→ ENTRIES SHOWN:

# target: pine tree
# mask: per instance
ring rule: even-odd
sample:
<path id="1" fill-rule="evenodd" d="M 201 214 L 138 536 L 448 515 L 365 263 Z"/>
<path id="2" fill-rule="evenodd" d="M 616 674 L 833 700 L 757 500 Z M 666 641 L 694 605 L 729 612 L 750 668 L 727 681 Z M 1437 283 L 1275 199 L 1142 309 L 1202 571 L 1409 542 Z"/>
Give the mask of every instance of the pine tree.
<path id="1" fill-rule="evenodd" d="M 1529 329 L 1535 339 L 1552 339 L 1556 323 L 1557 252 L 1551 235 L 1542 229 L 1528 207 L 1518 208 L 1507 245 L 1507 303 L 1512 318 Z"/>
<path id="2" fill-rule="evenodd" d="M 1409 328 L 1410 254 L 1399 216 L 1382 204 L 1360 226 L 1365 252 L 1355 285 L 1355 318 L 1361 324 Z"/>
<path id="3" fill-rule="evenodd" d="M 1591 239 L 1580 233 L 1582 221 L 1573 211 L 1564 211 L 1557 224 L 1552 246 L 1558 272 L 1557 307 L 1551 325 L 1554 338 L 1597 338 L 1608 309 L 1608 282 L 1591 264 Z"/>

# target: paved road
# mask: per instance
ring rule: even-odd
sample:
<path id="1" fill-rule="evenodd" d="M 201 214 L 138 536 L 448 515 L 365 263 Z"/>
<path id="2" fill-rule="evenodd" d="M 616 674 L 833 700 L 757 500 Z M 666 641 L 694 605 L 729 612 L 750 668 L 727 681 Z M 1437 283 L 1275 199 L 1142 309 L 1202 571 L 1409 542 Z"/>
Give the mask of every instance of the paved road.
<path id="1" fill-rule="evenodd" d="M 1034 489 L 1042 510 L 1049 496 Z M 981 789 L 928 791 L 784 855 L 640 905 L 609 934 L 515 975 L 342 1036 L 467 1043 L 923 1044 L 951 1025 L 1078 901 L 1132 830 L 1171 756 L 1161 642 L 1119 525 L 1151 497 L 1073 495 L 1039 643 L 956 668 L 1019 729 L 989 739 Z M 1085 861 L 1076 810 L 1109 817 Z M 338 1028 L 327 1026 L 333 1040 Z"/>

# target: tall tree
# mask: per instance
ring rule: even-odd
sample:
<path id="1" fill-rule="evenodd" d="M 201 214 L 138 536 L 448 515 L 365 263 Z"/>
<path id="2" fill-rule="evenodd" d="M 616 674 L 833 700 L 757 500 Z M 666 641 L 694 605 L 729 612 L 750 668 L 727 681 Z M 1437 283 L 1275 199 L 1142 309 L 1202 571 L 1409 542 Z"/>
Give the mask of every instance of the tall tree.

...

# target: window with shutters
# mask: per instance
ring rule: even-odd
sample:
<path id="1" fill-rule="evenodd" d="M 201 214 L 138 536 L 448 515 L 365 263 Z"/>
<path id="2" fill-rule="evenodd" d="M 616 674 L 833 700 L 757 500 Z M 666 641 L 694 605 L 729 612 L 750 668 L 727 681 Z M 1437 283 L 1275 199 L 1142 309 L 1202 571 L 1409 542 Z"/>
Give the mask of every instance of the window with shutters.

→ WORK REQUEST:
Search the records for the string "target" and, wherever a line contains it, please copy that line.

→ RESULT:
# target: pine tree
# target: paved road
# target: tall tree
# target: window with shutters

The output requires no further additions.